TO DO = Format every line of the records below as a JSON list of strings, with one string per line and blank lines omitted.

RECORD EXTRACTS =
§ §

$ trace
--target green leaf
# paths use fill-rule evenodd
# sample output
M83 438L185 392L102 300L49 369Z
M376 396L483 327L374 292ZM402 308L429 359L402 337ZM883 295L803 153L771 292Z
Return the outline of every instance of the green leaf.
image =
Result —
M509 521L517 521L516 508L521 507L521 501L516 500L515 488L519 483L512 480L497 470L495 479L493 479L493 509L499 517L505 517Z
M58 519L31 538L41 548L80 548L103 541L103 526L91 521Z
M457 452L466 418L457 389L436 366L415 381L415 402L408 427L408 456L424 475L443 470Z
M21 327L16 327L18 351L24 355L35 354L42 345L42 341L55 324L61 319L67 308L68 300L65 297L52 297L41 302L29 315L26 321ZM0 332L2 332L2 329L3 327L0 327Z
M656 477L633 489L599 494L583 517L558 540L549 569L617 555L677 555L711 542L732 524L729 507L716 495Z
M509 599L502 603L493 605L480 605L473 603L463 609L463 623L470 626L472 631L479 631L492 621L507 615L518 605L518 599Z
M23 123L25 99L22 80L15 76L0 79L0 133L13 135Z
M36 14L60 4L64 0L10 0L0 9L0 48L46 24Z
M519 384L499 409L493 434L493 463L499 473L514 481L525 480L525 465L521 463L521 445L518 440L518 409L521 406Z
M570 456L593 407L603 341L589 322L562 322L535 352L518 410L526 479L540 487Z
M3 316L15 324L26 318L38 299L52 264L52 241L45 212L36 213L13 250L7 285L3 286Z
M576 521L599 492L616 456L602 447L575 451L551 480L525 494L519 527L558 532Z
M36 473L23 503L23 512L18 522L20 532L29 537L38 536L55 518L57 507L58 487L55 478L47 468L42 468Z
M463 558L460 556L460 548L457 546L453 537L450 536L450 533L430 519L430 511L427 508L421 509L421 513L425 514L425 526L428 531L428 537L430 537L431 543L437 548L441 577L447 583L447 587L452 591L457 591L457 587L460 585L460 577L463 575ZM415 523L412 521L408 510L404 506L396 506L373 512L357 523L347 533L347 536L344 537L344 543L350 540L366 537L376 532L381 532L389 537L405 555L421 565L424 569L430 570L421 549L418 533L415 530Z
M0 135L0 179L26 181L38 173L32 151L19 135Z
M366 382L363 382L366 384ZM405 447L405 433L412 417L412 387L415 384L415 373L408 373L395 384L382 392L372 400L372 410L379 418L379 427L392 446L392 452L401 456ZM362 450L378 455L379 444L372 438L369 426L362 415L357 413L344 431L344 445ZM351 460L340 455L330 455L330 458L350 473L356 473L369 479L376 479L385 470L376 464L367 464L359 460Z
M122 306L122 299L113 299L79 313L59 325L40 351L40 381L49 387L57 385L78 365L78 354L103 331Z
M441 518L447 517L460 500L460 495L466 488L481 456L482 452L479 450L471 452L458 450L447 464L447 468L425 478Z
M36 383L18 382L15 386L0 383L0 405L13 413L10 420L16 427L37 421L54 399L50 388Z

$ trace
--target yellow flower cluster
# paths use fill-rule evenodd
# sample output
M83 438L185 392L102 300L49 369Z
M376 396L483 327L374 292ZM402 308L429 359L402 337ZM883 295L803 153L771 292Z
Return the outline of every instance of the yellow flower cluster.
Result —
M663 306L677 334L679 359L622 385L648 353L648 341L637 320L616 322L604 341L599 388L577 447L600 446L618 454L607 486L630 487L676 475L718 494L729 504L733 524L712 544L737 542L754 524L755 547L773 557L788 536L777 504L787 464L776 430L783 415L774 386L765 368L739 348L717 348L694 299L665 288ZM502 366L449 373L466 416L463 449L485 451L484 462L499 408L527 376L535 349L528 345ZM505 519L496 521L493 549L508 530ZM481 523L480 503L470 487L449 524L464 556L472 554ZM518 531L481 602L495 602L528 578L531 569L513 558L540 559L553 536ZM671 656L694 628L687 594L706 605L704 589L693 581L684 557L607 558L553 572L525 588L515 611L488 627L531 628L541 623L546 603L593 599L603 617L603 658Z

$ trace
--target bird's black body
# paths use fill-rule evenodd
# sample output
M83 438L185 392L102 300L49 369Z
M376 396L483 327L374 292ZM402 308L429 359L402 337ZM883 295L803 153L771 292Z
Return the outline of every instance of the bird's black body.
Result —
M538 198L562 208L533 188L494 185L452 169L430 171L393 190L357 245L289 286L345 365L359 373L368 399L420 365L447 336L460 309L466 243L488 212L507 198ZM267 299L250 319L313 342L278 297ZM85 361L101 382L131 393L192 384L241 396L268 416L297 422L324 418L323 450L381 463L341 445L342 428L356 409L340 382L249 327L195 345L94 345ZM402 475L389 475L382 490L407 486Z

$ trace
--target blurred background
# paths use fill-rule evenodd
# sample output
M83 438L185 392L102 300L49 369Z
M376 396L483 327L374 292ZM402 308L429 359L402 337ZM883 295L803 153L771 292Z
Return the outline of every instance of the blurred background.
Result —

§ §

THE ANSWER =
[
  "$ trace",
  "--target green leaf",
  "# paths use fill-rule evenodd",
  "# sample output",
  "M83 438L185 392L102 300L49 369Z",
  "M376 396L483 327L374 292ZM402 308L429 359L402 337ZM883 295L803 153L771 292Z",
  "Return the outline of every instance of the green leaf.",
  "image =",
  "Result —",
  "M509 521L517 521L516 508L521 507L521 501L516 500L515 488L519 483L512 480L497 470L495 479L493 479L493 509L499 517L505 517Z",
  "M58 519L31 538L41 548L80 548L103 541L103 526L91 521Z",
  "M457 452L466 418L457 389L436 366L415 381L415 402L408 427L408 456L424 475L443 470Z",
  "M21 327L16 327L18 351L24 355L35 354L42 345L42 341L55 324L61 319L67 308L68 300L65 297L52 297L41 302L29 315L26 321ZM0 332L2 332L2 329L3 327L0 327Z",
  "M656 477L633 489L599 494L583 517L558 540L549 569L617 555L677 555L711 542L732 524L729 507L716 495Z",
  "M509 599L502 603L493 605L480 605L473 603L463 609L463 623L470 626L472 631L479 631L492 621L507 615L518 605L518 599Z",
  "M23 123L25 99L22 80L15 76L0 79L0 133L13 135Z",
  "M36 14L60 4L64 0L10 0L0 9L0 48L46 24Z",
  "M519 384L499 409L493 434L493 463L499 473L514 481L525 480L525 465L521 463L521 445L518 440L518 409L521 406Z",
  "M570 456L593 407L603 341L589 322L562 322L535 352L518 410L526 479L540 487Z",
  "M3 316L15 324L26 318L38 299L52 264L52 241L45 212L36 213L13 250L7 285L3 286Z",
  "M576 521L599 492L616 456L602 447L575 451L551 480L525 494L519 527L558 532Z",
  "M36 473L23 503L23 512L18 522L20 532L29 537L38 536L55 518L57 507L58 487L55 478L47 468L42 468Z",
  "M463 558L460 556L460 548L457 546L453 537L450 536L450 533L430 519L430 511L427 508L421 509L421 513L425 514L425 526L428 531L428 537L430 537L431 543L437 548L441 577L447 583L447 587L452 591L457 591L457 587L460 585L460 577L463 575ZM415 523L412 521L408 510L404 506L396 506L373 512L357 523L347 533L347 536L344 537L344 543L350 540L366 537L376 532L381 532L389 537L405 555L421 565L424 569L430 570L421 549L418 533L415 530Z",
  "M0 135L0 179L26 181L38 173L32 151L19 135Z",
  "M366 382L363 382L366 384ZM405 447L405 433L412 417L412 387L415 384L415 373L408 373L395 384L382 392L372 400L372 410L379 418L379 427L392 446L392 452L401 456ZM362 450L378 455L379 444L372 438L369 426L362 415L357 413L344 431L344 445ZM351 460L340 455L330 455L330 458L350 473L356 473L369 479L376 479L385 470L376 464L367 464L359 460Z",
  "M122 306L122 299L113 299L79 313L59 325L40 351L40 381L49 387L57 385L78 365L78 354L103 331Z",
  "M441 518L447 517L460 500L460 495L466 488L481 456L482 452L479 450L471 452L458 450L447 464L447 468L425 478Z",
  "M36 383L18 382L15 386L0 383L0 405L13 413L10 420L16 427L37 421L54 399L50 388Z",
  "$ trace",
  "--target yellow flower cluster",
  "# paths use fill-rule evenodd",
  "# sample output",
  "M83 438L185 392L102 300L49 369Z",
  "M376 396L483 327L374 292ZM402 308L429 359L402 337ZM883 295L803 153L771 292Z",
  "Return the outline of every instance of the yellow flower cluster.",
  "Result —",
  "M663 306L677 334L679 359L622 385L648 353L648 341L637 320L616 322L604 341L599 388L577 447L600 446L618 454L607 486L630 487L676 475L718 494L729 504L733 524L712 544L737 542L754 524L755 547L773 557L788 536L777 504L787 464L776 430L783 415L774 386L765 368L739 348L717 348L694 299L665 288ZM502 366L449 373L466 416L463 449L485 451L484 462L499 408L527 376L535 349L528 345ZM505 519L496 521L493 549L508 530ZM481 523L480 503L470 487L449 524L464 556L472 554ZM518 531L481 602L495 602L528 578L531 569L513 558L540 559L553 536ZM671 656L694 628L687 594L706 605L704 589L693 581L684 557L607 558L553 572L525 588L515 611L488 627L531 628L541 623L546 603L593 599L603 617L603 658Z",
  "$ trace",
  "--target bird's black body",
  "# paths use fill-rule evenodd",
  "# sample output",
  "M83 438L185 392L102 300L49 369Z",
  "M376 396L483 327L374 292ZM402 308L429 359L402 337ZM883 295L803 153L771 292Z",
  "Return the outline of every instance of the bird's black body.",
  "Result —",
  "M538 198L562 208L533 188L494 185L452 169L430 171L393 190L357 245L289 286L345 365L359 373L368 399L420 365L447 336L460 309L466 243L488 212L507 198ZM267 299L250 319L313 342L278 297ZM85 361L101 382L131 393L192 384L241 396L268 416L297 422L324 418L323 450L381 463L341 445L342 428L356 409L340 382L249 327L195 345L94 345ZM402 475L389 475L382 490L407 486Z",
  "$ trace",
  "--target blurred background",
  "# paths use fill-rule evenodd",
  "# sample output",
  "M83 438L185 392L102 300L49 369Z",
  "M376 396L483 327L374 292ZM402 308L429 359L402 337ZM883 295L803 153L771 292Z",
  "Return the outline of every instance of the blurred background.",
  "Result —"
]